Só a um ser muito amado, como o Corinthians, se pode dar o direito de estragar assim os nossos fins de semana.

Proporções

Sou pequeno demais para o amor. Ele me preencheu em alguns dias, em alguns meses, e passou a me olhar com o desprezo e a forçada comiseração com que uma estrela olha para uma pedra lá embaixo, ou um cachorro num jardim.

O amor, quando incomensurável

O amor às vezes se torna grande demais, incontrolável demais. É quando ele merece o nome e se distingue desses afetos tolos que tentam imitá-lo, essas flores de plástico querendo fazer-se passar por girassóis numa lojinha de periferia.

Urgência

Quando Ismália enlouqueceu, os parentes vasculharam a torre, à procura de carteirinha do convênio.

Um jovem de futuro

Num dia de 1980, 12 de maio, ele se lembra bem, seu nome apareceu numa nota de quinze linhas num suplemento literário. A última frase dizia que ele era um jovem de futuro. Ele, naturalmente, se empenhou ainda mais em escrever. Mas nunca mais, em lugar nenhum, foram publicadas sobre ele quinze linhas tão lisonjeiras quanto aquelas.

Razão de viver

Provem-me, à meia-noite e cinco, que a beleza não existe, e eu não me importarei em morrer à meia-noite e seis.

Hobby

Ao chegar à meia-idade, preferiu o amor às palavras cruzadas. Seus olhos estavam fracos, já não distinguiam bem as letras, mas suas mãos, embora não fossem mais tão hábeis, tinham em Magda uma superfície corporal cuja beleza e amplidão era impossível ignorar.

Monarcas

O amor é um desses brinquedos da infância que trazemos para a vida adulta. As rusgas entre os amantes, as separações, os reatamentos, não são nada além de extensões daqueles jogos em que, meninos e meninas, nos exercitávamos para estar prontos quando chegasse a época na qual nos caberia dominar o mundo.

Tarefas a realizar:
A. Transcreva do texto selecionado o trecho que começa em "Só a um ser" e termina em "lojinha de periferia.".
B. Reproduza os registros abaixo, começando no início deles e terminando na linha que contém "330, 272, 375]]", com essa linha incluída. Deixe as imagens de fora.

Registros do exercício:
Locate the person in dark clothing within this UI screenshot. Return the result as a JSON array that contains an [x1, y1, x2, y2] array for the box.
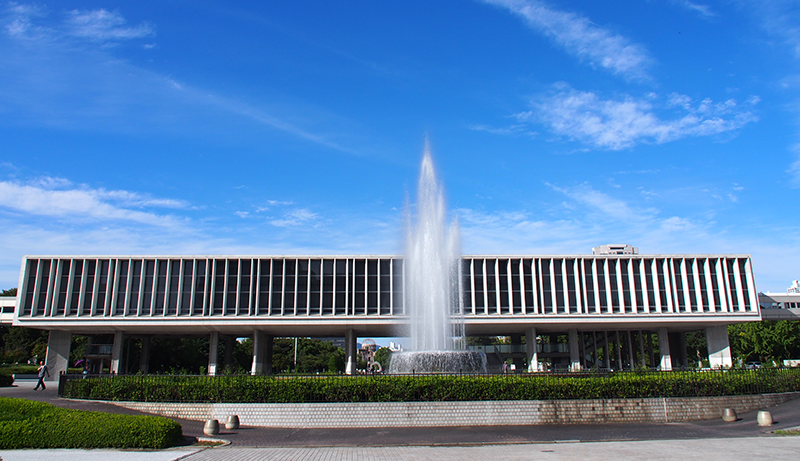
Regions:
[[33, 360, 50, 391]]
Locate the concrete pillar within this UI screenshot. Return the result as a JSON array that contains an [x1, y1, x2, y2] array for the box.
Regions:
[[706, 325, 733, 368], [344, 330, 358, 375], [567, 328, 581, 371], [44, 330, 72, 381], [109, 331, 125, 375], [658, 328, 672, 371], [139, 336, 150, 374], [208, 331, 219, 376], [224, 336, 236, 370], [669, 331, 689, 368], [525, 327, 539, 373], [250, 330, 272, 375]]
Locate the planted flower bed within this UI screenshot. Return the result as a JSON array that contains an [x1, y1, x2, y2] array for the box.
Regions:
[[62, 369, 800, 403], [0, 397, 183, 450]]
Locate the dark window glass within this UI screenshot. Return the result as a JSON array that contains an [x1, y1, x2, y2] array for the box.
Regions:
[[142, 259, 156, 315], [392, 259, 406, 315], [114, 260, 130, 315], [335, 259, 348, 315], [497, 259, 511, 314], [269, 259, 283, 315], [541, 259, 553, 314], [473, 259, 485, 314], [153, 260, 169, 315], [33, 259, 51, 315], [21, 259, 39, 316], [553, 258, 566, 314], [283, 259, 297, 314], [597, 258, 608, 313], [127, 260, 142, 315], [486, 259, 497, 314], [97, 259, 113, 315], [460, 259, 472, 311], [672, 259, 691, 311], [737, 258, 750, 310], [510, 259, 524, 314], [521, 259, 536, 312], [297, 259, 308, 315], [619, 259, 633, 313], [225, 259, 239, 315], [697, 258, 711, 311], [583, 259, 597, 314], [322, 259, 335, 315], [56, 259, 70, 315], [564, 259, 578, 313], [67, 259, 83, 315], [179, 259, 194, 315], [353, 259, 367, 315], [192, 259, 208, 315], [606, 259, 624, 312]]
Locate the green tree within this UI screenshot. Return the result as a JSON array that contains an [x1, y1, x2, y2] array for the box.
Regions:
[[375, 347, 392, 370]]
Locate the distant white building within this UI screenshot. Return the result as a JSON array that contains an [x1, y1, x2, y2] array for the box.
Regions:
[[592, 244, 639, 255]]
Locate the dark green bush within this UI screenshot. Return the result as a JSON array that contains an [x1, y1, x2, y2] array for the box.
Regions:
[[59, 369, 800, 403], [0, 397, 183, 450]]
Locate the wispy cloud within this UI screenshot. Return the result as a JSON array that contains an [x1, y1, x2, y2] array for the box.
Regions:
[[484, 0, 652, 80], [65, 9, 155, 42], [517, 84, 758, 150], [270, 208, 317, 227], [0, 178, 187, 227], [671, 0, 716, 18]]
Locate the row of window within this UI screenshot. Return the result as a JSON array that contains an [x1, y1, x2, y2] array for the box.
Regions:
[[19, 256, 757, 317]]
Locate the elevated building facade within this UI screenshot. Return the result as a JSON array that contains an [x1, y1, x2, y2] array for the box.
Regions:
[[4, 254, 761, 374]]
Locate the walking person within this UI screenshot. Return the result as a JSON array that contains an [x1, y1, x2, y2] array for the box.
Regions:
[[33, 360, 50, 391]]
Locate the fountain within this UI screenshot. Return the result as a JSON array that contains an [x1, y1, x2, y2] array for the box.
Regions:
[[389, 142, 486, 373]]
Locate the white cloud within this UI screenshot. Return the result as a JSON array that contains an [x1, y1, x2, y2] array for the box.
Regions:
[[270, 208, 317, 227], [484, 0, 652, 80], [0, 178, 188, 227], [517, 84, 758, 150], [672, 0, 716, 18]]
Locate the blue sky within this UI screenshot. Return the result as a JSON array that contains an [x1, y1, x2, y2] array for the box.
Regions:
[[0, 0, 800, 291]]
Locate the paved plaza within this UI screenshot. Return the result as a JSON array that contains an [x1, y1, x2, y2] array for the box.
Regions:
[[0, 381, 800, 461]]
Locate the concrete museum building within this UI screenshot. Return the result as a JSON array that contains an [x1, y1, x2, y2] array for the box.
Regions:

Resultados das tarefas:
A.
Só a um ser muito amado, como o Corinthians, se pode dar o direito de estragar assim os nossos fins de semana.

Proporções

Sou pequeno demais para o amor. Ele me preencheu em alguns dias, em alguns meses, e passou a me olhar com o desprezo e a forçada comiseração com que uma estrela olha para uma pedra lá embaixo, ou um cachorro num jardim.

O amor, quando incomensurável

O amor às vezes se torna grande demais, incontrolável demais. É quando ele merece o nome e se distingue desses afetos tolos que tentam imitá-lo, essas flores de plástico querendo fazer-se passar por girassóis numa lojinha de periferia.

B.
Locate the person in dark clothing within this UI screenshot. Return the result as a JSON array that contains an [x1, y1, x2, y2] array for the box.
Regions:
[[33, 360, 50, 391]]
Locate the concrete pillar within this UI screenshot. Return the result as a JSON array that contains an [x1, y1, x2, y2] array for the box.
Regions:
[[706, 325, 733, 368], [344, 330, 358, 375], [567, 328, 581, 371], [44, 330, 72, 381], [109, 331, 125, 375], [658, 328, 672, 371], [139, 336, 150, 374], [208, 331, 219, 376], [224, 336, 236, 370], [669, 331, 689, 368], [525, 327, 539, 373], [250, 330, 272, 375]]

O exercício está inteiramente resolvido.